Page text
The epidemiology of cancer is the study of the factors affecting cancer, as a way to infer possible trends and causes.  The study of cancer epidemiology uses epidemiological methods to find the cause of cancer and to identify and develop improved treatments.

This area of study must contend with problems of lead time bias and length time bias. Lead time bias is the concept that early diagnosis may artificially inflate the survival statistics of a cancer, without really improving the natural history of the disease. Length bias is the concept that slower growing, more indolent tumors are more likely to be diagnosed by screening tests, but improvements in diagnosing more cases of indolent cancer may not translate into better patient outcomes after the implementation of screening programs. A related concern is overdiagnosis, the tendency of screening tests to diagnose diseases that may not actually impact the patient's longevity. This problem especially applies to prostate cancer and PSA screening.

Some cancer researchers have argued that negative cancer clinical trials lack sufficient statistical power to discover a benefit to treatment. This may be due to fewer patients enrolled in the study than originally planned.

Organizations 

State and regional cancer registries are organizations that abstract clinical data about cancer from patient medical records. These institutions provide information to state and national public health groups to help track trends in cancer diagnosis and treatment. One of the largest and most important cancer registries is Surveillance Epidemiology and End Results (SEER), administered by the US Federal government.

Health information privacy concerns have led to the restricted use of cancer registry data in the United States Department of Veterans Affairs and other institutions. The American Cancer Society predicts that approximately 1,690,000 new cancer cases will be diagnosed and 577,000 Americans will ultimately die of cancer in 2012.

Studies 

Observational epidemiological studies that show associations between risk factors and specific cancers mostly serve to generate hypotheses about potential interventions that could reduce cancer incidence or morbidity. Randomized controlled trials then test whether hypotheses generated by epidemiological studies and laboratory research actually result in reduced cancer incidence and mortality. In many cases, findings from observational epidemiological studies are not confirmed by randomized controlled trials.

Risk factors 

The most significant risk factor is age.  According to cancer researcher Robert A. Weinberg, "If we lived long enough, sooner or later we all would get cancer."  Essentially all of the increase in cancer rates between prehistoric times and people who died in England between 1901 and 1905 is due to increased lifespans.

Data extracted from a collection
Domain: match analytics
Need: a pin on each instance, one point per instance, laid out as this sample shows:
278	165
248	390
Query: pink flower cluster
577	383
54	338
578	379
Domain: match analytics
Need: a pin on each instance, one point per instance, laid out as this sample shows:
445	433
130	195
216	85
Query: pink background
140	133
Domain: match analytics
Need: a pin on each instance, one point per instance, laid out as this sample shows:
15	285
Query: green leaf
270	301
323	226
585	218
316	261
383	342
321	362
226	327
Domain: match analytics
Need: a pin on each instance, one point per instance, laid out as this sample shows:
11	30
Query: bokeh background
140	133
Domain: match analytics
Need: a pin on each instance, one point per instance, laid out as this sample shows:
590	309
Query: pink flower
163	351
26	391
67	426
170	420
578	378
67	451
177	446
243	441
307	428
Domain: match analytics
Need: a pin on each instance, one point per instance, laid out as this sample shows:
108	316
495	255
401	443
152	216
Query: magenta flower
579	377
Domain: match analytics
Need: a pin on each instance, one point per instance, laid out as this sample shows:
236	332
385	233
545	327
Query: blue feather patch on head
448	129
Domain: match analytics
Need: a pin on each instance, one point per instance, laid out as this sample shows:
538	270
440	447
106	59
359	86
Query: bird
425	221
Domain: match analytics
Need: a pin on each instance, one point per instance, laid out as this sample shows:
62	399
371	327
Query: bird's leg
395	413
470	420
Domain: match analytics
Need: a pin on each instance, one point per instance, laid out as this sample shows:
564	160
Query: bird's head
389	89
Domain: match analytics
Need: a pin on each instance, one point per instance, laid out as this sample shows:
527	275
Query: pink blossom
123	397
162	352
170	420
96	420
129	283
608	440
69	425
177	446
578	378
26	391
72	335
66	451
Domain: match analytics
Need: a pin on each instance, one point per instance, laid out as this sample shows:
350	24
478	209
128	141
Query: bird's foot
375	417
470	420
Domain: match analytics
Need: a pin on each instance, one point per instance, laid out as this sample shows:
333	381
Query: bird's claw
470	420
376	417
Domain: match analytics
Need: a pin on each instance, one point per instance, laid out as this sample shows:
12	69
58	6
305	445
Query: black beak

Work to complete
Could you echo the stretch of the page on cancer epidemiology from "Health information privacy" through "cancer in 2012.", word for word? These records were drawn from a different source than the page on cancer epidemiology.

Answer section
Health information privacy concerns have led to the restricted use of cancer registry data in the United States Department of Veterans Affairs and other institutions. The American Cancer Society predicts that approximately 1,690,000 new cancer cases will be diagnosed and 577,000 Americans will ultimately die of cancer in 2012.